■ SHORT EXERCISE:
Restate the listing below word for word, omitting any images.

■ EXTRACTED ENTRIES:
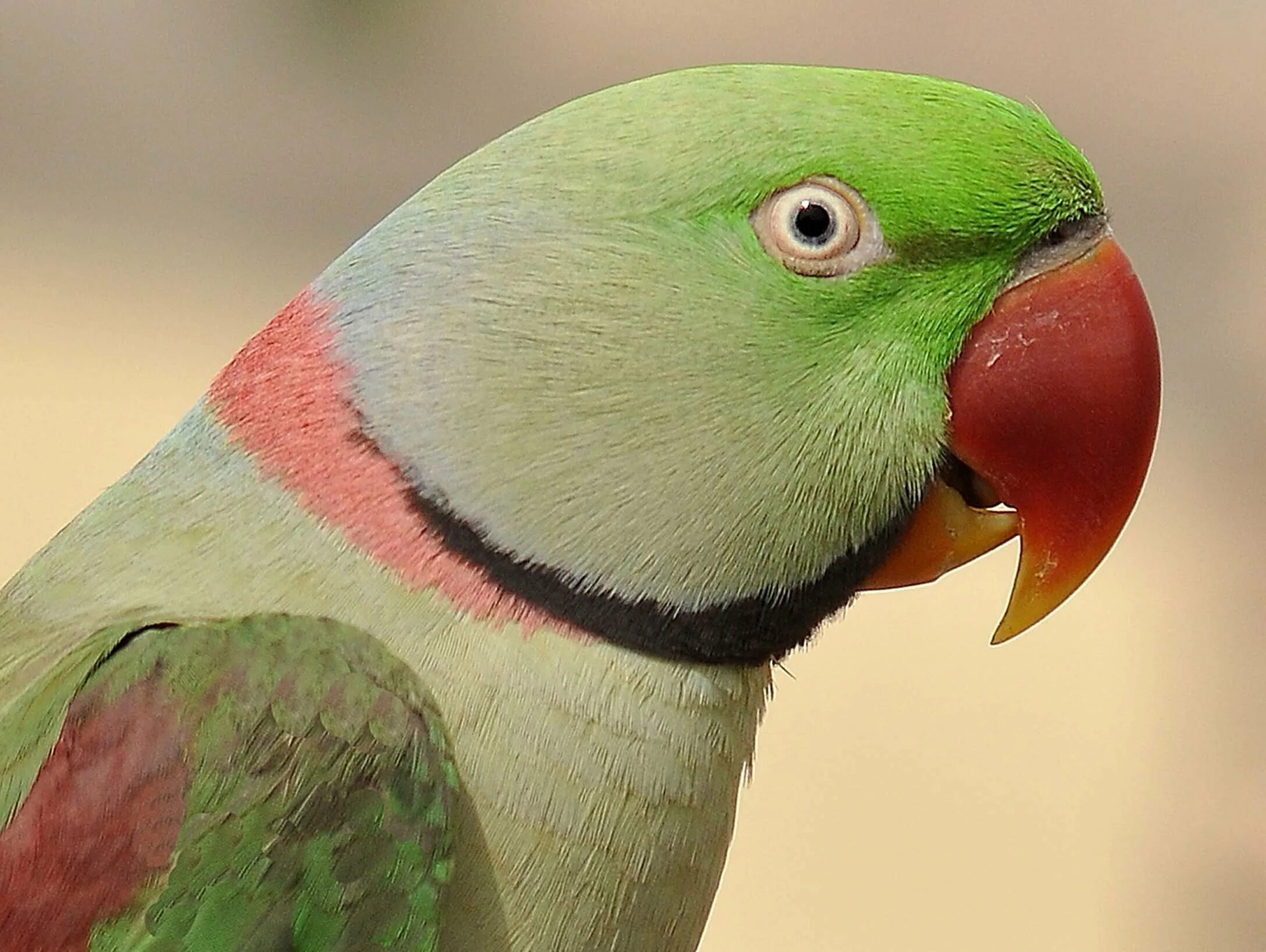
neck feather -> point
(285, 400)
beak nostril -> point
(969, 484)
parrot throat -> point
(286, 400)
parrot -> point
(447, 617)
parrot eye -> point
(818, 228)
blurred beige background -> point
(173, 171)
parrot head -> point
(693, 360)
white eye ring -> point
(818, 228)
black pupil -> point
(813, 223)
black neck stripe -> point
(744, 632)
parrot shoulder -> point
(261, 783)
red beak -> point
(1054, 403)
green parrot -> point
(446, 618)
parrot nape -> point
(446, 618)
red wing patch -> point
(99, 823)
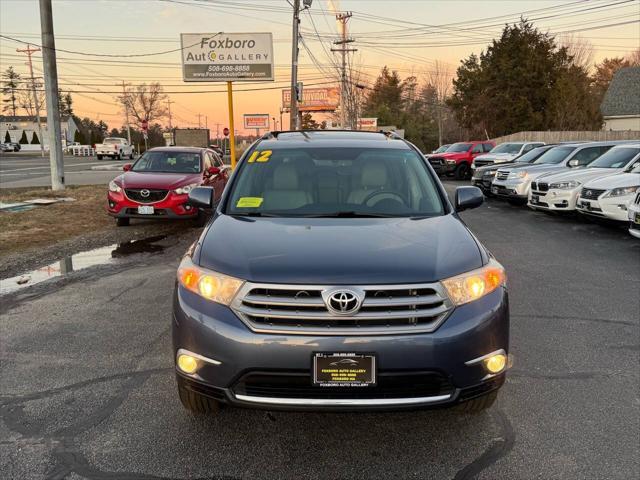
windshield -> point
(507, 148)
(168, 162)
(334, 182)
(532, 155)
(555, 155)
(615, 158)
(459, 147)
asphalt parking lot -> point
(88, 388)
(26, 169)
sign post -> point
(227, 57)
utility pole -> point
(126, 110)
(51, 87)
(169, 102)
(293, 110)
(30, 51)
(343, 18)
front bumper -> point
(554, 200)
(172, 207)
(634, 219)
(613, 208)
(241, 355)
(514, 189)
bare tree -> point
(144, 102)
(439, 78)
(579, 48)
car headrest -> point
(374, 174)
(285, 177)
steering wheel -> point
(385, 192)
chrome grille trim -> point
(301, 309)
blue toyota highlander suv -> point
(336, 275)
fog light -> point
(187, 363)
(495, 363)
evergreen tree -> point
(521, 83)
(10, 81)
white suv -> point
(610, 197)
(560, 191)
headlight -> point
(619, 192)
(186, 189)
(570, 185)
(114, 187)
(519, 174)
(475, 284)
(211, 285)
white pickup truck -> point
(115, 148)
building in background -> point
(621, 105)
(21, 127)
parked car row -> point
(597, 179)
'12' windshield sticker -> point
(260, 156)
(248, 202)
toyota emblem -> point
(343, 302)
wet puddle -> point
(98, 256)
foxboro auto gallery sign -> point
(227, 57)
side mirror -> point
(211, 171)
(467, 198)
(202, 197)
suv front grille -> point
(301, 309)
(390, 384)
(153, 196)
(591, 193)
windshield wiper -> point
(349, 214)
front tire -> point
(196, 403)
(462, 171)
(478, 404)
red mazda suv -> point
(157, 185)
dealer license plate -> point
(344, 370)
(145, 210)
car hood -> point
(165, 181)
(339, 251)
(615, 181)
(497, 157)
(581, 175)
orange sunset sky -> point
(406, 35)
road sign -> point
(256, 120)
(314, 99)
(227, 57)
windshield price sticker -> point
(249, 202)
(344, 370)
(260, 156)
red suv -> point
(157, 185)
(457, 159)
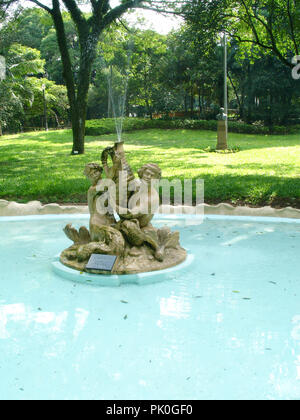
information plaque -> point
(100, 262)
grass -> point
(265, 170)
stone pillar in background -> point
(222, 131)
(2, 68)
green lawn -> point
(266, 170)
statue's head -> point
(93, 171)
(149, 171)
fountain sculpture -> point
(137, 245)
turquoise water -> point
(226, 326)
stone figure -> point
(222, 116)
(138, 245)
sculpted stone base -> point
(135, 260)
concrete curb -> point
(11, 208)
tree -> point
(269, 25)
(16, 90)
(89, 28)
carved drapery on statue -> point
(138, 245)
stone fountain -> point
(120, 224)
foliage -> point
(107, 126)
(21, 98)
(264, 171)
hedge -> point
(107, 126)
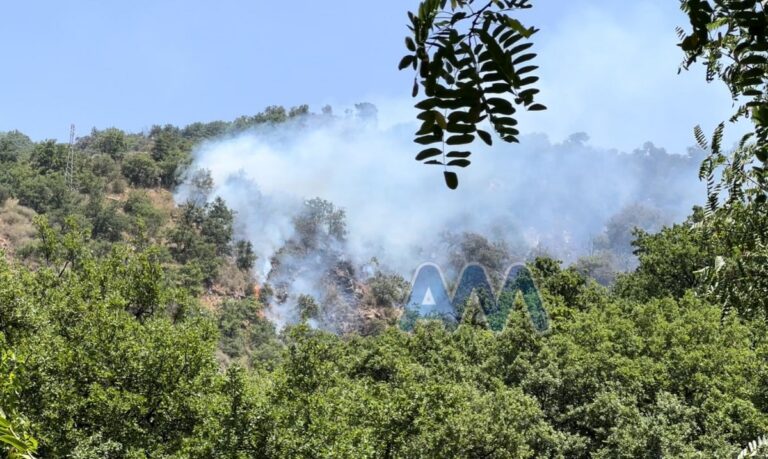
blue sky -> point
(608, 68)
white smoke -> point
(555, 196)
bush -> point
(141, 170)
(5, 194)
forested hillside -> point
(134, 327)
(157, 300)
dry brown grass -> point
(16, 226)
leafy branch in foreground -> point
(468, 55)
(732, 38)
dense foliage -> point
(129, 326)
(470, 56)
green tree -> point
(469, 54)
(141, 170)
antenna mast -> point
(69, 173)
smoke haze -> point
(539, 195)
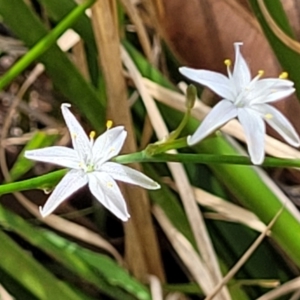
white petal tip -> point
(155, 186)
(257, 162)
(125, 218)
(65, 105)
(191, 140)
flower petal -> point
(109, 144)
(217, 82)
(129, 175)
(280, 123)
(80, 140)
(70, 183)
(241, 73)
(107, 192)
(58, 155)
(270, 90)
(254, 128)
(218, 116)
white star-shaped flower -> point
(89, 164)
(248, 100)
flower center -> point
(245, 97)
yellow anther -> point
(92, 135)
(227, 62)
(284, 75)
(268, 116)
(261, 72)
(109, 124)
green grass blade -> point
(25, 24)
(22, 164)
(288, 58)
(94, 268)
(30, 274)
(244, 182)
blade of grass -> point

■ EXERCISE RESPONSE:
neck feather -> point
(285, 400)
beak nostril -> point
(969, 484)
parrot throat -> point
(286, 400)
parrot -> point
(447, 617)
parrot eye -> point
(818, 228)
blurred beige background -> point
(173, 171)
parrot head -> point
(693, 360)
white eye ring -> point
(818, 228)
black pupil -> point
(813, 223)
black neck stripe -> point
(744, 632)
parrot shoulder -> point
(261, 783)
red beak -> point
(1054, 403)
green parrot -> point
(446, 618)
parrot nape -> point
(446, 618)
red wing patch -> point
(99, 823)
windshield -> point
(507, 148)
(168, 162)
(334, 182)
(532, 155)
(555, 155)
(615, 158)
(459, 147)
asphalt parking lot -> point
(88, 388)
(26, 169)
sign post -> point
(227, 57)
utility pole -> point
(126, 110)
(51, 87)
(169, 102)
(293, 110)
(30, 51)
(343, 18)
front bumper -> point
(554, 200)
(172, 207)
(634, 219)
(613, 208)
(241, 355)
(514, 189)
bare tree -> point
(144, 102)
(439, 78)
(579, 48)
car headrest -> point
(374, 174)
(285, 177)
steering wheel -> point
(385, 192)
chrome grille trim -> point
(301, 309)
blue toyota highlander suv -> point
(336, 275)
fog light -> point
(187, 363)
(495, 363)
evergreen tree -> point
(521, 83)
(10, 81)
white suv -> point
(610, 197)
(560, 191)
headlight -> point
(619, 192)
(186, 189)
(570, 185)
(114, 187)
(519, 174)
(475, 284)
(211, 285)
white pickup truck -> point
(115, 148)
building in background -> point
(621, 105)
(21, 127)
parked car row -> point
(597, 179)
'12' windshield sticker -> point
(260, 156)
(248, 202)
toyota emblem -> point
(343, 302)
wet puddle -> point
(98, 256)
foxboro auto gallery sign -> point
(227, 57)
side mirror -> point
(211, 171)
(467, 198)
(202, 197)
suv front grille -> point
(301, 309)
(390, 384)
(153, 196)
(591, 193)
windshield wiper -> point
(349, 214)
front tire -> point
(196, 403)
(462, 171)
(478, 404)
red mazda suv -> point
(157, 185)
dealer license plate -> point
(344, 370)
(145, 210)
car hood -> point
(165, 181)
(339, 251)
(615, 181)
(497, 157)
(581, 175)
orange sunset sky -> point
(406, 35)
road sign -> point
(256, 120)
(314, 99)
(227, 57)
windshield price sticker -> point
(249, 202)
(344, 370)
(260, 156)
red suv -> point
(157, 185)
(457, 159)
information plaque -> point
(100, 262)
grass -> point
(265, 170)
stone pillar in background -> point
(222, 131)
(2, 68)
green lawn -> point
(266, 170)
statue's head -> point
(93, 171)
(149, 171)
fountain sculpture -> point
(137, 245)
turquoise water -> point
(226, 326)
stone figure -> point
(222, 116)
(138, 245)
sculpted stone base -> point
(135, 260)
concrete curb -> point
(11, 208)
tree -> point
(269, 25)
(16, 90)
(89, 28)
carved drapery on statue -> point
(138, 245)
stone fountain -> point
(120, 224)
foliage -> point
(107, 126)
(21, 98)
(264, 171)
hedge -> point
(107, 126)
blue sky -> point
(608, 68)
white smoke -> point
(555, 196)
bush -> point
(141, 170)
(5, 194)
forested hillside -> point
(134, 327)
(157, 300)
dry brown grass -> point
(16, 226)
leafy branch in foreground -> point
(468, 55)
(732, 38)
dense foliage -> point
(129, 326)
(470, 56)
green tree -> point
(469, 54)
(141, 170)
antenna mast -> point
(69, 173)
smoke haze -> point
(539, 195)
white petal tip -> point
(155, 186)
(257, 162)
(125, 218)
(65, 105)
(191, 140)
flower petal -> point
(109, 144)
(217, 82)
(129, 175)
(280, 123)
(80, 140)
(70, 183)
(241, 73)
(107, 192)
(58, 155)
(270, 90)
(254, 128)
(218, 116)
white star-shaped flower -> point
(89, 164)
(248, 100)
flower center -> point
(245, 97)
yellow anther -> point
(92, 135)
(227, 62)
(284, 75)
(268, 116)
(261, 72)
(109, 124)
green grass blade -> point
(25, 24)
(22, 164)
(288, 58)
(94, 268)
(30, 274)
(244, 182)
blade of grass -> point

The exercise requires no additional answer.